• _EXERCISES_
- a) Which audiences does the SynthCamp provenance spec name as implementers of a verifier for SynthCamp tracks?
- b) Answer these questions from the SynthCamp provenance spec:
(i) On what date did the spec become stable?
(ii) What encryption does the full HLS encode use?
(iii) At what bitrate is the 30-second preview MP3 encoded?

• _EXCERPT_
______________________________

# SynthCamp Provenance Spec (v1)

**Status:** stable as of 2026-05-01.
**Spec URL:** https://synthcamp.net/docs/provenance-spec
**Public key registry:** https://synthcamp.net/.well-known/synthcamp-keys.json
**Audience:** anyone implementing a verifier for SynthCamp tracks
(researchers, fact-checkers, downstream platforms, AI Act conformity
auditors, journalists).

This document specifies the machine-readable provenance markings
SynthCamp embeds in every encoded audio asset, in line with EU AI Act
article 50 paragraph 2 (machine-readable marking of AI-generated
content) and the recommendations of the Berthoud legal review of
1 May 2026.

---

## 1. What gets marked

Every track encoded by SynthCamp ships in two flavours, both carrying
the same provenance frames:

- **Full HLS encode** (AAC 256k inside MPEG-TS segments + AES-128
  encryption). Marketed at `audio-stream/<artist_id>/<release_id>/<track_id>/playlist.m3u8`.
- **30-second preview MP3** (libmp3lame 128k, public-read). Marketed at
  `audio-preview/<artist_id>/<release_id>/<track_id>.mp3`.

______________________________

• _INFORMATION SUPPLIED_
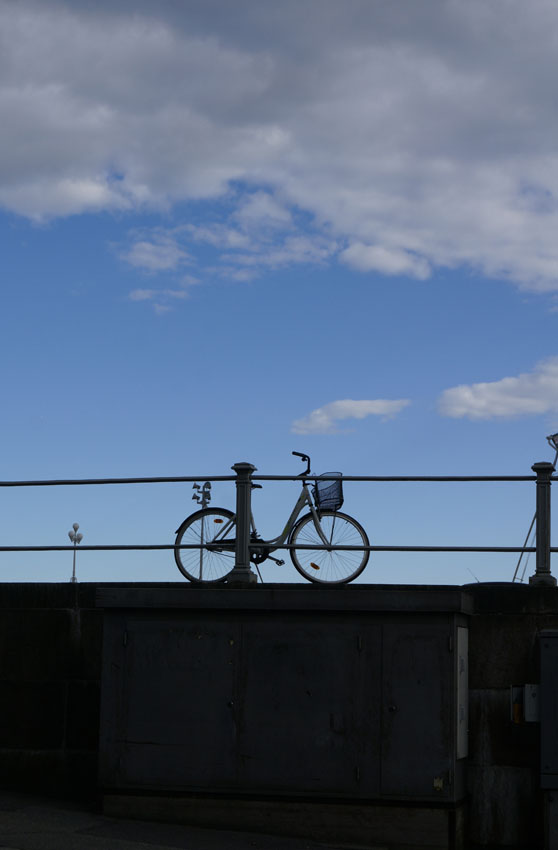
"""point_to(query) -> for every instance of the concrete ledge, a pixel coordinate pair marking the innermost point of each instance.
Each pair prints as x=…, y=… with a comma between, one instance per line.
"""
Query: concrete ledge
x=369, y=825
x=406, y=599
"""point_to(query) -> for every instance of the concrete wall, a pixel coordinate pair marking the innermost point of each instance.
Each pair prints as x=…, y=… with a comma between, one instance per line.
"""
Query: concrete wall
x=50, y=667
x=50, y=659
x=506, y=804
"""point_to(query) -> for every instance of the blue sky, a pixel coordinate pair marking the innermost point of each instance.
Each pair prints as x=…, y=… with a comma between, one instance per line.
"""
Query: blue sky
x=233, y=230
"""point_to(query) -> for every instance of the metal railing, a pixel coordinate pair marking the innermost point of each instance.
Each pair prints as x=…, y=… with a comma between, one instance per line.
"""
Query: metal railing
x=243, y=478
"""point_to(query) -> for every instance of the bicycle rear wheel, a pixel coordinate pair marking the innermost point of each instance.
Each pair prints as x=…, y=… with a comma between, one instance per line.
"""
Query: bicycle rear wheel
x=211, y=526
x=338, y=566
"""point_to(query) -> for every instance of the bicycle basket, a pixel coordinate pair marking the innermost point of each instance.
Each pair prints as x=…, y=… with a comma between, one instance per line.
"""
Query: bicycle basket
x=328, y=495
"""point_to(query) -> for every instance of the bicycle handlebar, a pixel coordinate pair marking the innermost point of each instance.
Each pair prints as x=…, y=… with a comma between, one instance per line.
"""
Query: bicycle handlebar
x=303, y=457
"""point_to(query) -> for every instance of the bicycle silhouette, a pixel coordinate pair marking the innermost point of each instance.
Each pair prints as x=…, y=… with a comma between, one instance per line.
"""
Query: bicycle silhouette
x=213, y=530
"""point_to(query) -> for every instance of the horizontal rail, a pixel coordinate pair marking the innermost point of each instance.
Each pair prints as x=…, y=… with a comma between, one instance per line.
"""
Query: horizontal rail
x=178, y=479
x=396, y=478
x=66, y=482
x=168, y=546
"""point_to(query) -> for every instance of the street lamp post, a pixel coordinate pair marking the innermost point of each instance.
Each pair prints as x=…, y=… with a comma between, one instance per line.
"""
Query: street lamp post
x=75, y=538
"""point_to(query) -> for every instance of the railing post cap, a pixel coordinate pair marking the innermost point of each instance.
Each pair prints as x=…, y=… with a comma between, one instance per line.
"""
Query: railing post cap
x=543, y=466
x=243, y=466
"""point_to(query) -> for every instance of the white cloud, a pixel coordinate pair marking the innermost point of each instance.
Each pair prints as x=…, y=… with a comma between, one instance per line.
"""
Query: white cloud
x=160, y=254
x=160, y=299
x=324, y=419
x=385, y=260
x=408, y=136
x=527, y=394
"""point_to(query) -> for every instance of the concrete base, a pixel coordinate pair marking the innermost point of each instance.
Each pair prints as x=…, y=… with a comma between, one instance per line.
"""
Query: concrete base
x=369, y=825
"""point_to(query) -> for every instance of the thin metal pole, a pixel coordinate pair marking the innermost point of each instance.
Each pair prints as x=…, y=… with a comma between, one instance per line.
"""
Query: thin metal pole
x=543, y=574
x=242, y=574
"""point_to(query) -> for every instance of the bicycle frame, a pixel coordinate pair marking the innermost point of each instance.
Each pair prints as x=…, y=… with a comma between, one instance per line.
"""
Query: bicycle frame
x=276, y=542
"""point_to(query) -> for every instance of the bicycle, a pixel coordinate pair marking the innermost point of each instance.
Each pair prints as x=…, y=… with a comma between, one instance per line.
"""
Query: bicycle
x=213, y=531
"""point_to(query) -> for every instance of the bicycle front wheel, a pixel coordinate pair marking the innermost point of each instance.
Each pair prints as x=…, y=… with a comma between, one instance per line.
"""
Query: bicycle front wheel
x=337, y=566
x=213, y=527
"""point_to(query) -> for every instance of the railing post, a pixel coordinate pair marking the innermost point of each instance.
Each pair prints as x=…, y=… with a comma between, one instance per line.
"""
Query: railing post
x=543, y=575
x=242, y=574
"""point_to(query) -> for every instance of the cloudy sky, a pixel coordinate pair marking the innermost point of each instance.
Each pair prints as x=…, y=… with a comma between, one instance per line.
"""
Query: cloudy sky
x=230, y=230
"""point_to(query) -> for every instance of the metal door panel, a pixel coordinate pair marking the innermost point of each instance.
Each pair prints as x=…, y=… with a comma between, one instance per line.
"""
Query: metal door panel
x=174, y=722
x=308, y=719
x=417, y=714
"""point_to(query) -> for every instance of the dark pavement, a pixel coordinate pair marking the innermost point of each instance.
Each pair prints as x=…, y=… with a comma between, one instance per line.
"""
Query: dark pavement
x=37, y=823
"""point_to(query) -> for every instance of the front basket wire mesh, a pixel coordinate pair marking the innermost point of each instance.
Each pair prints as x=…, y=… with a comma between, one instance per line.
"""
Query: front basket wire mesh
x=328, y=495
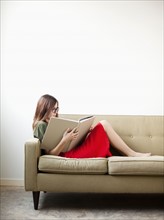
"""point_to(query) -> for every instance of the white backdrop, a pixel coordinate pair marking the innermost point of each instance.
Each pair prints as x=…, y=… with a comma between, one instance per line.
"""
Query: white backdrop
x=95, y=57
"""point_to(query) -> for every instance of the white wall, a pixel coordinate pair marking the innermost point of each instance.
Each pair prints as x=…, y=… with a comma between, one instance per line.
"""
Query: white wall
x=96, y=57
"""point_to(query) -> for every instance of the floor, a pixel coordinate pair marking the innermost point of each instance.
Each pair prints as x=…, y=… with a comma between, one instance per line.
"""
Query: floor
x=16, y=204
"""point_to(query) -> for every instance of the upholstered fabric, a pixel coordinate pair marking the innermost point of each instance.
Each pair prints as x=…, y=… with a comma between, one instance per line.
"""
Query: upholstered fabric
x=153, y=165
x=55, y=164
x=112, y=175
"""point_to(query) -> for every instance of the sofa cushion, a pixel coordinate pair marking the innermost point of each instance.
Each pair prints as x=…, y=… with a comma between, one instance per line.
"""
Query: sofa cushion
x=153, y=165
x=56, y=164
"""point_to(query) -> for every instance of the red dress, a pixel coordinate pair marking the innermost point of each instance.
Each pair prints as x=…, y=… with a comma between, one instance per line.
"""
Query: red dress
x=96, y=144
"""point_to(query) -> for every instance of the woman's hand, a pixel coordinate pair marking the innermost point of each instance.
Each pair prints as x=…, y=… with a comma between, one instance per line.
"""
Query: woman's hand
x=70, y=135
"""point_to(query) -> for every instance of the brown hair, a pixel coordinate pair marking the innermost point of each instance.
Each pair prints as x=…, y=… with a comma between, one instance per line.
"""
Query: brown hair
x=44, y=107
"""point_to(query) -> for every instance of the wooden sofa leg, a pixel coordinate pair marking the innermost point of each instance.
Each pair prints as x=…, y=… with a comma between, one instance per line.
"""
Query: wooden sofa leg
x=36, y=199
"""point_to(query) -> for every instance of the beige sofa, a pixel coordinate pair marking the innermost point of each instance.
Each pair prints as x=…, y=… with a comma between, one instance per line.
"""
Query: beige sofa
x=117, y=174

______________________________

• _ANSWER SET_
- a) Researchers, fact-checkers, downstream platforms, AI Act conformity auditors, and journalists.

- b)
(i) 2026-05-01
(ii) AES-128
(iii) 128k